Collected data
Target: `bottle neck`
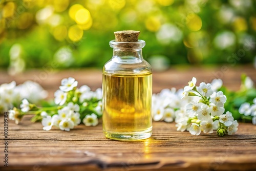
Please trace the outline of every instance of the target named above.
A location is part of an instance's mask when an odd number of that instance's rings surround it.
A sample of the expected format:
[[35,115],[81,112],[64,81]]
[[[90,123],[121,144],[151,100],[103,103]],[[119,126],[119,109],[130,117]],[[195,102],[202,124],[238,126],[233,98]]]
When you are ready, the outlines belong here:
[[112,59],[119,62],[141,62],[143,60],[142,50],[114,48]]
[[113,48],[112,60],[124,63],[141,62],[143,60],[142,48],[145,44],[145,41],[142,40],[139,40],[138,42],[116,42],[111,40],[110,45]]

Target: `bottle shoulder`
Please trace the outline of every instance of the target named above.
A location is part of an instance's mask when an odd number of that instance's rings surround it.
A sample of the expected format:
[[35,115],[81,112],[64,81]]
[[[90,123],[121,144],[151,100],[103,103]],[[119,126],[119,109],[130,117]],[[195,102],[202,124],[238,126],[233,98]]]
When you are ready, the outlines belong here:
[[104,66],[104,74],[114,75],[148,75],[152,73],[151,65],[145,60],[124,62],[113,60],[108,61]]

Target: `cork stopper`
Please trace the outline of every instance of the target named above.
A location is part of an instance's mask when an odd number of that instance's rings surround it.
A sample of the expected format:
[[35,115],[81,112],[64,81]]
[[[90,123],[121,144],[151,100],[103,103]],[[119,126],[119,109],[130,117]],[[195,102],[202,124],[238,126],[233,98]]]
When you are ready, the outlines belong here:
[[118,31],[114,32],[117,42],[137,42],[140,32],[134,30]]

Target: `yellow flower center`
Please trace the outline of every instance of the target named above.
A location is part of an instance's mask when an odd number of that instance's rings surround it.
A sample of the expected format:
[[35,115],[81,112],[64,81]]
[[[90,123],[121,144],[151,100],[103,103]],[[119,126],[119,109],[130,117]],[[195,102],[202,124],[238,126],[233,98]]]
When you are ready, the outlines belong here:
[[68,122],[64,122],[63,123],[63,126],[65,127],[68,127],[69,126],[69,124],[68,123]]
[[188,86],[189,86],[190,87],[193,87],[194,85],[194,83],[191,81],[188,82]]
[[206,116],[207,114],[207,111],[206,110],[203,110],[203,112],[202,113],[202,115],[204,116]]
[[192,110],[194,111],[197,111],[198,109],[198,108],[197,106],[195,106],[195,105],[193,105],[193,106],[192,106]]
[[221,100],[221,98],[220,98],[220,97],[217,97],[215,98],[215,101],[216,101],[217,102],[219,102]]
[[93,119],[92,118],[88,118],[87,119],[87,121],[88,121],[88,122],[89,123],[93,123]]
[[212,127],[212,125],[209,123],[206,124],[206,127],[208,129],[211,128]]
[[223,121],[227,121],[227,118],[226,117],[225,117],[224,118],[222,118],[222,120],[223,120]]
[[195,130],[195,131],[198,130],[198,128],[199,128],[198,126],[197,126],[197,125],[193,125],[193,130]]

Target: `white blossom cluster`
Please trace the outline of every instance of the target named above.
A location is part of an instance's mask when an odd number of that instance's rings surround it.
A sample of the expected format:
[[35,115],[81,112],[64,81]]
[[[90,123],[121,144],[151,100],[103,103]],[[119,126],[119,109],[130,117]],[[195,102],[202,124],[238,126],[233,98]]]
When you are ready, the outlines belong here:
[[[95,92],[93,92],[86,85],[83,85],[78,89],[77,88],[77,81],[74,78],[63,79],[59,90],[54,93],[55,103],[60,105],[65,104],[68,100],[69,92],[72,91],[74,92],[75,95],[72,97],[71,100],[80,104],[84,107],[86,107],[88,105],[88,101],[93,98],[98,100],[102,99],[101,89],[98,89]],[[74,90],[74,89],[75,90]],[[55,125],[61,130],[69,131],[70,129],[73,129],[74,126],[80,124],[80,106],[77,103],[74,104],[72,102],[70,102],[67,106],[58,110],[58,115],[54,115],[52,117],[47,115],[47,117],[42,120],[42,124],[44,126],[44,130],[50,130],[52,125]],[[94,110],[98,115],[102,115],[101,101],[98,101]],[[98,123],[98,117],[94,113],[88,114],[83,118],[82,122],[86,126],[96,126]]]
[[253,99],[253,102],[251,105],[248,102],[242,104],[238,112],[245,116],[251,116],[252,117],[252,124],[256,125],[256,98]]
[[217,130],[219,136],[234,133],[238,123],[230,112],[224,114],[226,97],[217,91],[222,81],[214,79],[211,83],[201,82],[199,87],[196,87],[196,82],[193,77],[184,90],[164,89],[153,95],[153,119],[175,120],[177,131],[188,131],[194,135],[200,135],[201,131],[211,134]]
[[[30,112],[41,118],[43,129],[50,130],[53,126],[69,131],[82,120],[86,126],[96,126],[98,117],[102,115],[102,91],[98,89],[91,91],[87,86],[80,88],[74,78],[64,78],[59,89],[54,93],[56,106],[39,108],[25,98],[20,105],[20,110],[14,108],[9,111],[9,118],[18,123],[22,116]],[[90,113],[89,113],[90,112]]]
[[0,112],[12,109],[24,98],[33,103],[38,103],[47,96],[48,92],[32,81],[28,80],[18,86],[14,81],[3,83],[0,86]]

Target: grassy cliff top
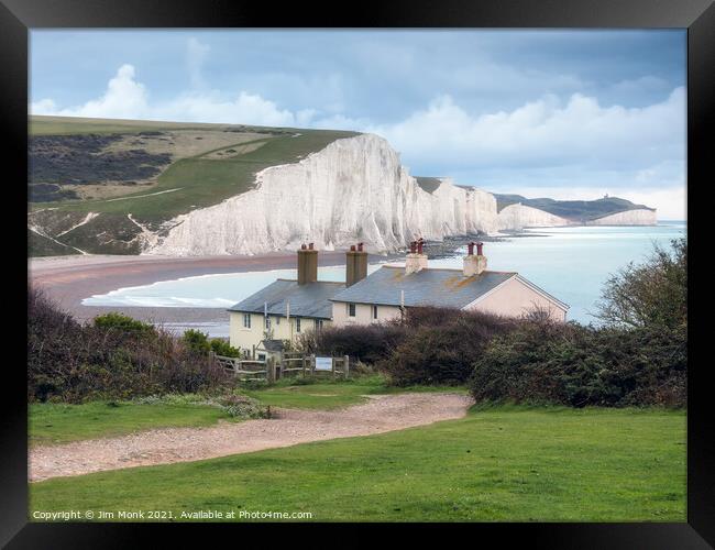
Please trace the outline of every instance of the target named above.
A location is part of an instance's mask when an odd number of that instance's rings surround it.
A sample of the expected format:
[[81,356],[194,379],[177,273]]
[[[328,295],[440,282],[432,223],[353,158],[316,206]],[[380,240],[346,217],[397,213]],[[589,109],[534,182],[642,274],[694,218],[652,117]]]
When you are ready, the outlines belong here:
[[502,211],[509,205],[520,202],[524,206],[538,208],[554,216],[574,221],[587,221],[627,210],[654,210],[645,205],[636,205],[618,197],[604,197],[596,200],[556,200],[549,198],[527,199],[521,195],[499,195],[496,197],[497,210]]

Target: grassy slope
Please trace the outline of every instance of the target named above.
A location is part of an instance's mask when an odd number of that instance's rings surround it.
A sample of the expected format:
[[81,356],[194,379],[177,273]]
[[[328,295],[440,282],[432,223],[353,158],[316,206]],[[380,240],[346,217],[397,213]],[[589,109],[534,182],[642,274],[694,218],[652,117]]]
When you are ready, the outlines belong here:
[[223,128],[230,128],[230,124],[43,116],[31,116],[29,119],[29,131],[31,135],[134,133],[162,130],[221,130]]
[[[393,388],[381,376],[364,376],[352,381],[324,381],[296,385],[282,381],[274,386],[240,393],[264,405],[287,408],[331,409],[356,405],[366,400],[364,395],[397,392],[466,392],[463,388],[419,387]],[[230,417],[217,407],[133,402],[91,402],[82,405],[30,405],[31,444],[52,444],[123,436],[141,430],[168,427],[210,426]]]
[[152,428],[210,426],[230,419],[218,407],[201,405],[91,402],[82,405],[30,405],[30,444],[123,436]]
[[286,381],[264,389],[244,392],[250,397],[265,405],[287,408],[332,409],[358,405],[366,402],[365,395],[395,394],[405,392],[460,392],[465,388],[447,386],[387,386],[381,376],[364,376],[350,382],[320,382],[316,384],[296,385]]
[[[170,130],[170,129],[205,129],[207,131],[223,131],[230,128],[226,124],[176,124],[162,122],[146,122],[138,127],[138,121],[97,121],[91,119],[79,119],[77,122],[70,120],[35,122],[40,133],[88,133],[101,129],[105,132],[132,133],[144,130]],[[176,127],[173,127],[176,124]],[[35,206],[58,207],[59,211],[81,212],[107,212],[125,217],[132,213],[140,221],[164,221],[180,213],[186,213],[195,208],[204,208],[217,205],[222,200],[240,195],[253,188],[255,174],[268,166],[298,162],[308,154],[324,148],[334,140],[358,135],[356,132],[342,132],[330,130],[296,130],[293,129],[256,129],[245,127],[246,131],[262,130],[265,132],[287,131],[287,135],[274,135],[266,133],[265,144],[255,151],[220,160],[209,160],[205,156],[210,152],[200,155],[180,158],[173,163],[160,177],[158,185],[150,191],[139,190],[128,194],[121,200],[85,200],[44,202]],[[245,145],[248,142],[241,143]],[[229,150],[239,145],[221,147]],[[215,150],[218,151],[218,150]],[[178,189],[178,190],[174,190]],[[172,190],[162,195],[145,196],[161,191]]]
[[31,513],[67,509],[684,521],[685,415],[498,407],[366,438],[31,485]]

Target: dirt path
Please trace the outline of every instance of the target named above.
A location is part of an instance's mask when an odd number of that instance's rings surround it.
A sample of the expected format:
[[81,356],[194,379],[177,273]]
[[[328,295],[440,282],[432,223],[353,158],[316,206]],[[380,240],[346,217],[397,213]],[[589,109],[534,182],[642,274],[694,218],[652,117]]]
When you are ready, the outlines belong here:
[[102,470],[190,462],[308,441],[369,436],[461,418],[472,404],[458,394],[370,396],[338,410],[277,409],[276,419],[222,422],[211,428],[170,428],[114,439],[38,447],[30,452],[30,481]]

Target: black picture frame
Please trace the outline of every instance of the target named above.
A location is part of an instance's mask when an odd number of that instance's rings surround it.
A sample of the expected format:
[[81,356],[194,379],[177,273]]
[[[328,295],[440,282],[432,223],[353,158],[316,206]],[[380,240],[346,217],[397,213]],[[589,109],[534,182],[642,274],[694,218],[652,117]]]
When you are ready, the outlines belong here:
[[[521,540],[548,548],[707,548],[715,544],[715,438],[713,408],[708,393],[710,361],[695,362],[693,351],[705,349],[710,332],[704,287],[695,279],[707,270],[706,215],[708,143],[715,125],[715,7],[713,0],[393,0],[310,7],[301,2],[261,3],[239,0],[0,0],[0,120],[6,144],[0,147],[3,183],[8,197],[2,217],[6,242],[18,246],[19,232],[26,231],[25,212],[14,200],[26,200],[20,182],[26,177],[28,140],[28,45],[29,30],[41,28],[613,28],[613,29],[688,29],[688,224],[691,249],[689,309],[689,410],[688,410],[688,522],[682,524],[472,524],[410,525],[408,532],[422,540],[442,527],[465,542],[480,543],[485,537],[499,544]],[[710,130],[710,132],[708,132]],[[20,202],[18,202],[19,205]],[[698,212],[698,210],[702,210]],[[9,228],[12,228],[8,231]],[[694,229],[694,231],[693,231]],[[693,239],[695,234],[695,239]],[[694,268],[693,266],[693,244]],[[13,263],[14,265],[14,263]],[[6,280],[26,284],[26,268],[4,270]],[[26,264],[25,264],[26,267]],[[706,273],[706,272],[705,272]],[[23,283],[21,277],[25,277]],[[695,288],[693,294],[693,288]],[[700,288],[700,289],[697,289]],[[6,290],[6,293],[8,293]],[[8,293],[14,294],[14,293]],[[26,307],[22,293],[18,314],[8,316],[7,348],[20,342]],[[25,312],[23,315],[23,311]],[[698,322],[700,321],[700,322]],[[16,331],[18,336],[10,331]],[[704,354],[703,354],[704,355]],[[206,544],[207,529],[238,536],[275,530],[275,525],[103,525],[103,524],[30,524],[28,522],[28,443],[26,380],[20,359],[3,356],[2,447],[0,451],[0,544],[8,548],[125,548],[145,546],[147,536],[161,530],[168,546],[195,546],[194,537]],[[282,526],[308,535],[310,526]],[[315,526],[314,526],[315,527]],[[333,529],[333,542],[345,540],[345,526]],[[382,526],[383,531],[400,526]],[[402,532],[407,532],[402,526]],[[327,534],[326,526],[320,526]],[[360,531],[370,526],[353,525]],[[240,534],[237,534],[237,529]],[[341,537],[336,539],[336,535]],[[312,539],[314,534],[309,535]],[[439,539],[444,540],[443,534]],[[197,542],[199,543],[199,542]],[[218,543],[218,541],[216,542]]]

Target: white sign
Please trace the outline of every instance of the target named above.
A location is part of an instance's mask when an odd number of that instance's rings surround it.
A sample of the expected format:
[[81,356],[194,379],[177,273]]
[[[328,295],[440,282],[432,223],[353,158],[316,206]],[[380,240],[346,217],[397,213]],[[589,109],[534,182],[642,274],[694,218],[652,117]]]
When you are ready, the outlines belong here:
[[316,371],[332,371],[332,358],[316,358]]

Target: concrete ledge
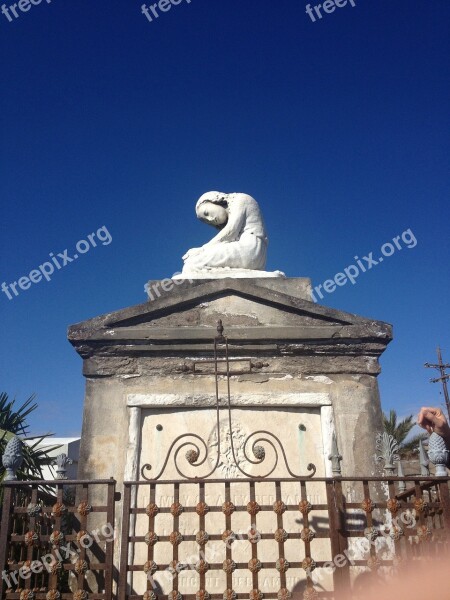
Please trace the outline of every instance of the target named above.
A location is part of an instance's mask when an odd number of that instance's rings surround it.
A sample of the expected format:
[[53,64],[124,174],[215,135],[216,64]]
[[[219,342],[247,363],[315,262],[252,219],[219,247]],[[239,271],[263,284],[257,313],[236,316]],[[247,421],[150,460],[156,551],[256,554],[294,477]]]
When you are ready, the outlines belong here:
[[[221,406],[226,406],[223,398]],[[302,406],[317,408],[331,406],[329,394],[323,392],[304,392],[300,394],[233,394],[232,406]],[[138,408],[171,408],[174,406],[185,407],[211,407],[216,405],[216,398],[212,394],[128,394],[127,406]]]

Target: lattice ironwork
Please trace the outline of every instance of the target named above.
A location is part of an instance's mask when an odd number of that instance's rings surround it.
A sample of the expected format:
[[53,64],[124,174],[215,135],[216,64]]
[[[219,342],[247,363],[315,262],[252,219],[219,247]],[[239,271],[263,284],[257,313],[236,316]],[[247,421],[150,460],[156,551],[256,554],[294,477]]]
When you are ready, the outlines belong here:
[[1,600],[112,598],[115,484],[4,484]]

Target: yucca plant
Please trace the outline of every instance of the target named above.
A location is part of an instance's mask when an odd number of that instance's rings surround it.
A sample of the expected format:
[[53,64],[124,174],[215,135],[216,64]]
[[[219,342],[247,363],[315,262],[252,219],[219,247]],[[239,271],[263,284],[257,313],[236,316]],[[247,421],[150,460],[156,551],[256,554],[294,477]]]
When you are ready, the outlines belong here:
[[383,413],[384,430],[389,435],[392,435],[398,443],[400,458],[410,458],[417,454],[419,452],[419,441],[428,439],[428,434],[419,433],[406,441],[409,432],[415,424],[416,421],[413,415],[409,415],[398,421],[395,410],[389,411],[389,416]]
[[[15,399],[10,400],[7,393],[0,393],[0,455],[3,455],[6,444],[13,436],[17,436],[23,442],[31,442],[23,444],[24,460],[22,467],[17,472],[17,479],[21,481],[43,479],[42,468],[45,465],[51,465],[53,460],[49,456],[49,452],[60,447],[39,448],[42,440],[52,436],[52,433],[40,436],[29,435],[30,427],[27,418],[38,407],[34,400],[35,394],[31,395],[22,406],[16,408]],[[4,477],[5,468],[0,463],[0,483]]]

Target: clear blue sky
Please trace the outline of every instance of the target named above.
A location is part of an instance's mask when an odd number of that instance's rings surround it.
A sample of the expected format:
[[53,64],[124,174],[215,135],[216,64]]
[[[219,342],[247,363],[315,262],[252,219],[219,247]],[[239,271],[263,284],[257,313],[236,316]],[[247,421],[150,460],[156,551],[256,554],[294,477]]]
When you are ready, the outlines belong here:
[[67,327],[181,270],[211,234],[195,201],[219,189],[259,201],[268,268],[315,285],[411,229],[414,248],[321,302],[394,325],[385,409],[438,404],[423,363],[438,344],[450,361],[448,0],[356,0],[316,22],[303,0],[182,1],[151,23],[141,4],[0,14],[0,284],[112,236],[0,293],[0,389],[36,392],[36,433],[78,434]]

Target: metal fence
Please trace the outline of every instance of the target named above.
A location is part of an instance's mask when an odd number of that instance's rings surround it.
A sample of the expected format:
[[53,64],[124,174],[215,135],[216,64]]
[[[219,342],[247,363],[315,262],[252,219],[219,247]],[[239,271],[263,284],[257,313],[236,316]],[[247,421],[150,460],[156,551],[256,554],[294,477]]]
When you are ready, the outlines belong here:
[[5,482],[0,598],[110,600],[114,480]]

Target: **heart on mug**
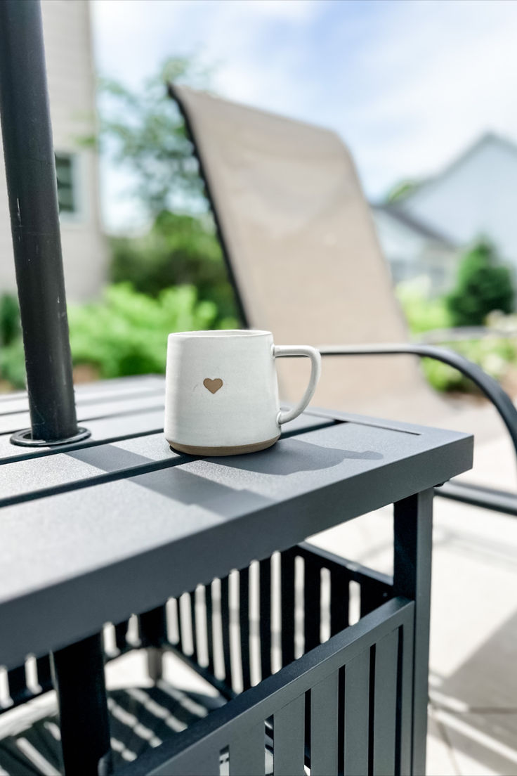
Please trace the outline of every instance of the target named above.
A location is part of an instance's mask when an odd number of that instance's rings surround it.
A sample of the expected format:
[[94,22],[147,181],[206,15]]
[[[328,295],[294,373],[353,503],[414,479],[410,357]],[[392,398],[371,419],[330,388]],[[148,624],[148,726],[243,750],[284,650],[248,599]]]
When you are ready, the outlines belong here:
[[220,377],[216,377],[215,380],[211,380],[209,377],[206,377],[203,380],[203,385],[205,388],[208,388],[211,393],[216,393],[219,388],[222,387],[222,380]]

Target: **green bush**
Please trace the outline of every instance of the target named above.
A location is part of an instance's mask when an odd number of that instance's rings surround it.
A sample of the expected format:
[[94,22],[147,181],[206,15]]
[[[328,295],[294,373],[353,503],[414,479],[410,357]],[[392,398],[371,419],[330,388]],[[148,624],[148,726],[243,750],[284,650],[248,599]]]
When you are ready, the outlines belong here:
[[455,289],[446,299],[453,326],[481,326],[495,310],[511,313],[515,293],[510,271],[481,241],[464,257]]
[[412,334],[452,326],[450,314],[443,298],[431,299],[421,279],[399,283],[396,290]]
[[[215,304],[198,301],[192,286],[166,289],[156,299],[129,283],[111,286],[102,302],[70,307],[73,361],[96,366],[102,377],[163,372],[167,335],[213,328],[217,317]],[[235,321],[220,325],[231,327]]]
[[[400,283],[397,296],[404,310],[412,334],[420,334],[433,329],[453,327],[453,317],[444,298],[429,299],[425,285],[419,281]],[[501,327],[499,317],[495,327]],[[502,379],[510,364],[517,363],[517,341],[515,338],[497,335],[483,339],[455,340],[440,343],[478,364],[495,379]],[[439,391],[475,392],[476,387],[466,377],[447,364],[433,359],[422,359],[422,367],[431,386]]]
[[233,289],[207,216],[163,210],[146,234],[112,237],[111,248],[113,282],[128,281],[151,296],[171,286],[193,285],[200,299],[215,303],[218,322],[237,317]]

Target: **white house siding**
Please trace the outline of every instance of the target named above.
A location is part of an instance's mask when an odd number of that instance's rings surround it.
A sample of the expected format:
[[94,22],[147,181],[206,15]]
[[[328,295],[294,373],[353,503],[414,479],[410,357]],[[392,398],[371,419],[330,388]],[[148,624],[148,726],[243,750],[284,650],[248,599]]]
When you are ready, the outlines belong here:
[[[95,126],[94,75],[88,0],[42,2],[50,114],[56,153],[74,154],[78,212],[61,216],[69,300],[95,296],[105,281],[107,250],[98,214],[97,154],[76,138]],[[3,155],[0,166],[0,293],[16,289]]]
[[517,267],[517,147],[512,143],[486,135],[399,206],[457,244],[488,237],[501,258]]
[[374,207],[373,215],[395,285],[425,276],[432,295],[450,289],[457,267],[457,253],[453,248],[411,228],[384,209]]

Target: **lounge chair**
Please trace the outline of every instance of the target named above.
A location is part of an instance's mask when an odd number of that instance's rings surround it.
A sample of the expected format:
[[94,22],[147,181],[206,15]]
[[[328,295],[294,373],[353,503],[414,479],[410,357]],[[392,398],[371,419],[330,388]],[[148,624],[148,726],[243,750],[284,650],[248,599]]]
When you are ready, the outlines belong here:
[[[340,138],[186,87],[170,85],[169,93],[195,146],[243,325],[269,329],[278,341],[308,342],[329,357],[314,404],[460,430],[477,424],[478,440],[488,430],[493,435],[494,427],[499,432],[495,412],[482,411],[480,424],[479,410],[447,402],[426,383],[414,355],[438,359],[490,399],[508,431],[498,445],[511,460],[517,412],[500,386],[452,351],[409,342],[370,208]],[[349,358],[329,358],[341,355]],[[353,357],[359,355],[370,358]],[[279,365],[281,392],[294,400],[305,365]],[[482,459],[481,452],[478,445]],[[512,494],[463,480],[439,492],[517,513]]]

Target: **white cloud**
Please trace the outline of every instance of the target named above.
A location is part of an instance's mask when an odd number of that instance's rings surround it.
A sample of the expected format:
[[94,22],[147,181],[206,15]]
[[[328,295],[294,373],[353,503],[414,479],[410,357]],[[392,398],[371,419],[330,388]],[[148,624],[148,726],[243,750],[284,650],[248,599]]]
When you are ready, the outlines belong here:
[[133,84],[174,54],[219,63],[223,95],[312,120],[376,197],[477,136],[517,140],[517,3],[95,0],[100,69]]

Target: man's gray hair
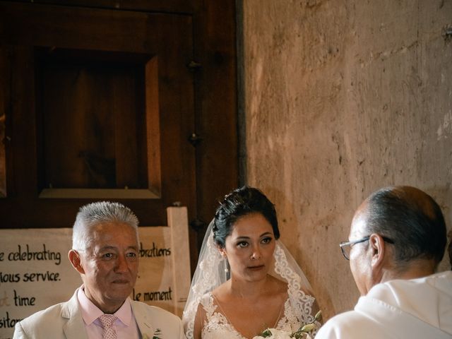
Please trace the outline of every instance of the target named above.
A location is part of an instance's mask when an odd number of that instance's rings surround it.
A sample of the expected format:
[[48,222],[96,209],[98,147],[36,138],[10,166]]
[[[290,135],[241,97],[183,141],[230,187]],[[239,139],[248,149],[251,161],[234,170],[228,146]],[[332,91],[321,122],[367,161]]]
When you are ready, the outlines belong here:
[[100,201],[80,208],[72,230],[72,249],[85,251],[90,246],[94,227],[104,222],[118,222],[130,225],[138,240],[138,220],[130,210],[119,203]]

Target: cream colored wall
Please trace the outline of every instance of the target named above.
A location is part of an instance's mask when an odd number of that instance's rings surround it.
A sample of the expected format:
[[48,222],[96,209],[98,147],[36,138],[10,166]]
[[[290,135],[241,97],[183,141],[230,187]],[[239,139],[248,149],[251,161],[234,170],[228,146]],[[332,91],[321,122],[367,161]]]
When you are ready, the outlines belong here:
[[420,187],[450,229],[452,1],[242,7],[246,180],[275,203],[329,318],[359,296],[338,245],[371,191]]

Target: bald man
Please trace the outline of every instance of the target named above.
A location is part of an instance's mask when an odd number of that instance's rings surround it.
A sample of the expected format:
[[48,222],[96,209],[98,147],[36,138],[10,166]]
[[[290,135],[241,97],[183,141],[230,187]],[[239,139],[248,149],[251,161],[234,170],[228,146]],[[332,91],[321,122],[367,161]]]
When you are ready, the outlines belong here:
[[380,189],[356,211],[340,244],[361,293],[325,338],[452,338],[452,272],[435,273],[446,242],[438,204],[409,186]]

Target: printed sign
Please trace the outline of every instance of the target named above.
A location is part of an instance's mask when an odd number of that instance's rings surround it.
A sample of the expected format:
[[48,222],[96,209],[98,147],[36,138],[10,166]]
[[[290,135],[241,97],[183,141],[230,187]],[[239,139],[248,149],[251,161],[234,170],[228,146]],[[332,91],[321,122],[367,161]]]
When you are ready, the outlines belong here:
[[[74,216],[75,217],[75,216]],[[186,208],[168,226],[140,227],[138,278],[131,298],[181,316],[190,287]],[[0,339],[20,319],[69,300],[82,284],[68,259],[71,228],[0,230]]]

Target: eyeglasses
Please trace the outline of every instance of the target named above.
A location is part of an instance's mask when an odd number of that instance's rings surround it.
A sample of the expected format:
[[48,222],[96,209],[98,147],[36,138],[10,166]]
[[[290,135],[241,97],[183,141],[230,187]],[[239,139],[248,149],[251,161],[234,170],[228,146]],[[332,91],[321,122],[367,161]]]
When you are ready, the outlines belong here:
[[[388,244],[394,244],[391,239],[386,237],[381,237],[383,240],[386,242]],[[350,251],[352,251],[352,245],[355,244],[359,244],[360,242],[367,242],[370,239],[370,235],[367,237],[364,237],[362,239],[359,239],[359,240],[353,240],[352,242],[342,242],[339,244],[339,246],[340,246],[340,249],[342,251],[342,254],[347,260],[350,260]]]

(The request): Every line from the one containing "Target: printed sign" through the last line must be copied exactly; leave out the rest.

(Response below):
Target: printed sign
Please trace the outline of every instance of the target named above.
A location is part of an instance's mask when an odd number of that instance's rings surround it.
A sample of the expected format:
[[48,222],[96,209],[98,147],[36,138],[10,166]]
[[[290,135],[241,97],[183,141],[230,187]],[[239,139],[248,149],[251,161],[234,170],[228,146]],[[332,91],[321,122],[367,161]]]
When you are ready, the outlines belong here:
[[[74,216],[75,217],[75,216]],[[186,208],[168,226],[140,227],[138,278],[131,298],[181,316],[190,287]],[[0,339],[20,319],[69,300],[82,284],[68,259],[71,228],[0,230]]]

Target: eyeglasses
Please trace the outline of every instance of the target named above.
A location is part of an instance's mask when an odd number of that instance's rings surround it.
A sample of the expected format:
[[48,222],[96,209],[98,147],[36,138],[10,166]]
[[[290,135],[241,97],[183,141],[230,187]],[[239,139],[248,149],[251,161],[234,170],[228,146]],[[332,91],[321,122],[367,161]]]
When you are ready, the outlines belong here:
[[[388,244],[394,244],[391,239],[386,237],[381,237],[383,240],[386,242]],[[350,251],[352,251],[352,245],[355,244],[359,244],[360,242],[367,242],[370,239],[370,235],[367,237],[364,237],[362,239],[359,239],[359,240],[353,240],[352,242],[342,242],[339,244],[339,246],[340,246],[340,249],[342,251],[342,254],[347,260],[350,260]]]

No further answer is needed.